• [EXERCISE MATERIAL]
::::::::::

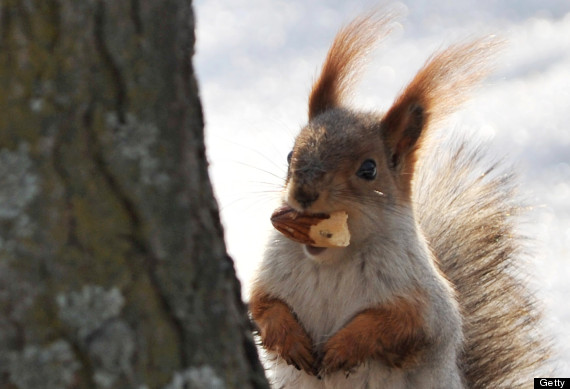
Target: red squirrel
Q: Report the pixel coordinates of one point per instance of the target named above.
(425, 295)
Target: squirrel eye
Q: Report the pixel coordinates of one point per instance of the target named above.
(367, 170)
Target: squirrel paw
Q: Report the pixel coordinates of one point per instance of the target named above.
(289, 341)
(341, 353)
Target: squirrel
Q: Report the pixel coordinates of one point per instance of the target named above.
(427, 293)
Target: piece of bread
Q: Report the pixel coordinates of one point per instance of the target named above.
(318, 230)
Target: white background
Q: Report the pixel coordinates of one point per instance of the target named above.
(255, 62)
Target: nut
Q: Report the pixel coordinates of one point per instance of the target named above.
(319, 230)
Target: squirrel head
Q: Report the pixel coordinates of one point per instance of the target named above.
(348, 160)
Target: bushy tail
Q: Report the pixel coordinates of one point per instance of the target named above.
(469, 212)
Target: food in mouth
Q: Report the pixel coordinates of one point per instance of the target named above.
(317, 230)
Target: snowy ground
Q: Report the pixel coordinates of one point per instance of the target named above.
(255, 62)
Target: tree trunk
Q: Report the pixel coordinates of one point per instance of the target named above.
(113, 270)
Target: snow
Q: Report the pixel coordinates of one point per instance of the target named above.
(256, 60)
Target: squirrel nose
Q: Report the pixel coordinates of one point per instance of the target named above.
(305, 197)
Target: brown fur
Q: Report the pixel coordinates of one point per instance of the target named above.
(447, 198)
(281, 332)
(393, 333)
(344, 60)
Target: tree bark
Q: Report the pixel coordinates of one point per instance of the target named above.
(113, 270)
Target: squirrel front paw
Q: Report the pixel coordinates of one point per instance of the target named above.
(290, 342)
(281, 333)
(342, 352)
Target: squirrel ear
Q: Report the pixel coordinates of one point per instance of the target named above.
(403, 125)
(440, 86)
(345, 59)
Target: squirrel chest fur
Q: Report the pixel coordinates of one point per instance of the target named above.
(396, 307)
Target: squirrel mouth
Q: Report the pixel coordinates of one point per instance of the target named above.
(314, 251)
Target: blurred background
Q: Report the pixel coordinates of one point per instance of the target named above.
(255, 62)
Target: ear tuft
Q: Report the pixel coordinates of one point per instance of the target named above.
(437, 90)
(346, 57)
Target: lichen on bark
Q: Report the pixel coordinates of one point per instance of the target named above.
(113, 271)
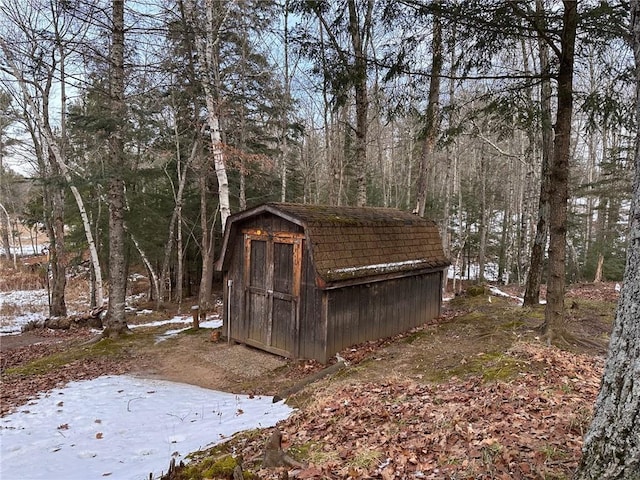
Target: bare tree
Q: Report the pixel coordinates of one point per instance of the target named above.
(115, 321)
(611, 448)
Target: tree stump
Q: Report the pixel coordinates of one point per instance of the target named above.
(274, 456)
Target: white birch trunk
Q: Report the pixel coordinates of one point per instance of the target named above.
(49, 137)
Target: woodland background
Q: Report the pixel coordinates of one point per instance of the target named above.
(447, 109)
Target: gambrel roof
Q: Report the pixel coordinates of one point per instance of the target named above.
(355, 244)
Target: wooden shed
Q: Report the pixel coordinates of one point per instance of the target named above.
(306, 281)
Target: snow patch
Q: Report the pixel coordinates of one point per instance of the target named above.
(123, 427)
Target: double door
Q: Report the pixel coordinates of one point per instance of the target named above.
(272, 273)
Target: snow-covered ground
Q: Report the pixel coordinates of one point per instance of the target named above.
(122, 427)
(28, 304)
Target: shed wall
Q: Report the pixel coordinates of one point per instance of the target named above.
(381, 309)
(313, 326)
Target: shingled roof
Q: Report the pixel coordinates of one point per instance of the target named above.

::::::::::

• [CHALLENGE]
Arrange every line of the records above as a Markdown table with the columns "No." and "Line," one numbered row per line, skipping blank lines. Leave the pictures out.

• [REPLY TO THE EXERCISE]
| No. | Line |
|---|---|
| 1 | Target: red squirrel |
| 2 | Q: Report the pixel coordinates of one point per instance of the target named above. |
| 3 | (425, 295) |
| 4 | Target: squirrel eye |
| 5 | Q: Report the pixel coordinates of one point per instance of the target named above. |
| 6 | (367, 170) |
| 7 | Target: squirrel paw |
| 8 | Q: Report the pixel coordinates of one point per instance of the target named above. |
| 9 | (289, 341) |
| 10 | (341, 353) |
| 11 | Target: squirrel |
| 12 | Q: Report the pixel coordinates of one point per instance of the target named above. |
| 13 | (427, 293) |
| 14 | Target: piece of bread |
| 15 | Q: Report the pixel coordinates of one point per instance of the target named above. |
| 16 | (318, 230) |
| 17 | Target: white background |
| 18 | Q: Report the pixel coordinates of one point per instance of the target named above. |
| 19 | (255, 62) |
| 20 | Target: nut |
| 21 | Q: Report the pixel coordinates of one point per instance of the target named above. |
| 22 | (319, 230) |
| 23 | Target: squirrel head |
| 24 | Q: Report the pixel coordinates of one point per instance of the target named above. |
| 25 | (348, 160) |
| 26 | Target: bushy tail |
| 27 | Q: Report the pixel coordinates of one point per instance of the target named above. |
| 28 | (469, 212) |
| 29 | Target: food in mouth |
| 30 | Q: Report the pixel coordinates of one point per instance of the target named above. |
| 31 | (317, 230) |
| 32 | Target: snowy ground |
| 33 | Q: Report the pixel coordinates of one point per instance of the target named above. |
| 34 | (255, 62) |
| 35 | Target: tree trunk |
| 36 | Q: Report the pixel coordinates of one point per instance of the target named above. |
| 37 | (113, 270) |
| 38 | Target: snow |
| 39 | Q: Report the pixel coordinates of one point per instance of the target named above. |
| 40 | (256, 60) |
| 41 | Target: squirrel nose |
| 42 | Q: Report the pixel coordinates of one point per instance of the target named above. |
| 43 | (305, 197) |
| 44 | Target: brown fur |
| 45 | Q: Report the pixel coordinates of one point per instance of the target named above. |
| 46 | (447, 198) |
| 47 | (281, 332) |
| 48 | (393, 333) |
| 49 | (344, 60) |
| 50 | Target: tree bark |
| 51 | Q: Report the pixel coordinates of one point per instance of the target named above. |
| 52 | (113, 270) |
| 53 | Target: squirrel front paw |
| 54 | Q: Report the pixel coordinates of one point per instance of the target named above. |
| 55 | (290, 342) |
| 56 | (281, 333) |
| 57 | (342, 352) |
| 58 | Target: squirrel ear |
| 59 | Q: Report the pixel coordinates of one point per instance of the target named above. |
| 60 | (403, 125) |
| 61 | (440, 86) |
| 62 | (345, 59) |
| 63 | Target: squirrel chest fur |
| 64 | Q: Report the pixel coordinates of one point per instance of the target named above. |
| 65 | (396, 307) |
| 66 | Target: squirrel mouth |
| 67 | Q: Report the pixel coordinates of one point per instance of the target named above. |
| 68 | (314, 251) |
| 69 | Target: blurred background |
| 70 | Q: Report the pixel coordinates of one point per instance of the target named above. |
| 71 | (255, 62) |
| 72 | Target: ear tuft |
| 73 | Q: Report the pixel coordinates of one point per instance of the target named above. |
| 74 | (437, 90) |
| 75 | (346, 57) |
| 76 | Target: lichen on bark |
| 77 | Q: Report the pixel coordinates of one point per instance of the target named above. |
| 78 | (113, 271) |
| 79 | Target: bare tree |
| 80 | Q: Report the pixel coordinates of one point per instance of the target named above. |
| 81 | (115, 321) |
| 82 | (611, 448) |
| 83 | Target: tree stump |
| 84 | Q: Report the pixel coordinates of one point per instance of the target named above. |
| 85 | (274, 456) |
| 86 | Target: white birch trunk |
| 87 | Q: Report the pixel coordinates of one point per instance of the target named above. |
| 88 | (49, 137) |
| 89 | Target: woodland background |
| 90 | Q: Report the pixel coordinates of one point per instance of the target named above. |
| 91 | (447, 109) |
| 92 | Target: gambrel roof |
| 93 | Q: Report the pixel coordinates of one point per instance of the target named above. |
| 94 | (355, 244) |
| 95 | Target: wooden shed |
| 96 | Q: Report the pixel coordinates of one point per instance of the target named above. |
| 97 | (306, 281) |
| 98 | Target: snow patch |
| 99 | Q: Report the pixel coordinates of one point per instance of the target named above. |
| 100 | (123, 427) |
| 101 | Target: double door |
| 102 | Q: Report the pixel coordinates of one point per instance of the target named above. |
| 103 | (272, 273) |
| 104 | Target: snow-covered ground |
| 105 | Q: Report the pixel coordinates of one point per instance of the target named above. |
| 106 | (122, 427) |
| 107 | (28, 304) |
| 108 | Target: shed wall |
| 109 | Q: Report the pixel coordinates of one point per instance of the target named above. |
| 110 | (381, 309) |
| 111 | (313, 326) |
| 112 | Target: shingled roof |
| 113 | Q: Report the pixel coordinates of one point per instance of the target named above. |